QUOTED TEXT →
--------
At fall convocation Wednesday, University of Southern Mississippi President Dr. Martha Saunders called on the campus community to rely on its core strengths to achieve the school’s goals and surmount any obstacles in its path.
In her “state of the university” address at the event, Saunders laid out the vision for the future of the school established through a series of campus dialogues over the last year, while also citing the need to identify new sources of financial support to buffer against shrinking state dollars and an uncertain national economy.
“Our accomplishments have been hard won, and our goals for the future will challenge us,” she said. “But I have faith in the creativity, the boldness and the determination of the people of Southern Miss.”
The campus dialogues have given Southern Miss “a compass and a guide” as it moves forward to achieve its mission of serving the state and region as the premier research university for the Gulf South, she said. Through these dialogues, four strategic areas of interest were identified, including creation of a climate for academic success; better connections with the university; a positive national image; and a culture of healthy minds, bodies and campuses.
She noted that the university had “much to celebrate” with recent developments that include the largest freshman class in school history, which boasts a record number of Presidential Scholars who have an average of ACT score of 31; the largest enrollment in the history of the university’s Gulf Park campus, signifying steady recovery from Hurricane Katrina; and accreditation renewal of programs in psychology and business, among many other achievements.
Saunders also announced the university would re-establish the School of Graduate Studies under the administration of an academic dean, and establish university clubs for both the Hattiesburg and Gulf Coast operations.
Although dwindling state and federal financial resources present challenges to the university, Saunders, who described herself as an optimist of the “old school,” expressed confidence Southern Miss would remain as resilient as ever.
“I believe our fortunes have and will continue to be determined by the courage we continue to display in the face of scarce resources,” she said.
--------
EXCERPTED RECORDS →
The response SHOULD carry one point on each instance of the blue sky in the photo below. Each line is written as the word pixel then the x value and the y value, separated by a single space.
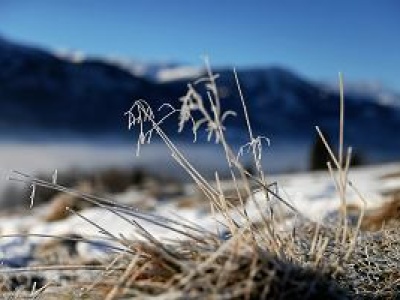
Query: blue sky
pixel 314 38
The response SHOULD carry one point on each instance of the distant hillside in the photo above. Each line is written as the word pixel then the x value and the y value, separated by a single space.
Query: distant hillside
pixel 44 95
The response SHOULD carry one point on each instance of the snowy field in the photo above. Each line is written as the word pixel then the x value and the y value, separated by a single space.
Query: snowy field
pixel 313 194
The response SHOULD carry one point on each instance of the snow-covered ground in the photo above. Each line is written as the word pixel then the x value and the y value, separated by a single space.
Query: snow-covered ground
pixel 313 194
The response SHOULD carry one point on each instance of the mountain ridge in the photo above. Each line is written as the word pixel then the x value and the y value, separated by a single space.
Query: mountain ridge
pixel 41 92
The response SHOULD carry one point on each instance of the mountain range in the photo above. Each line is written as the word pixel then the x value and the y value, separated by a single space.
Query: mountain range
pixel 45 95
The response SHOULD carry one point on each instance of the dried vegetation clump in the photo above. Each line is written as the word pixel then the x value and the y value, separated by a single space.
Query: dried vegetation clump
--------
PROBLEM SET →
(a) Using the convocation article, answer these:
(i) What average ACT score do the Presidential Scholars in the new freshman class have?
(ii) How many strategic areas of interest did the campus dialogues identify?
(iii) Which school did Saunders say the university would re-establish?
(b) Rewrite the portion of the convocation article starting at "She noted that" and ending at "many other achievements.", changing "freshman class" to "entering class".

ANSWERS PER TASK →
(a)
(i) 31
(ii) Four
(iii) The School of Graduate Studies, under the administration of an academic dean

(b)
She noted that the university had “much to celebrate” with recent developments that include the largest entering class in school history, which boasts a record number of Presidential Scholars who have an average of ACT score of 31; the largest enrollment in the history of the university’s Gulf Park campus, signifying steady recovery from Hurricane Katrina; and accreditation renewal of programs in psychology and business, among many other achievements.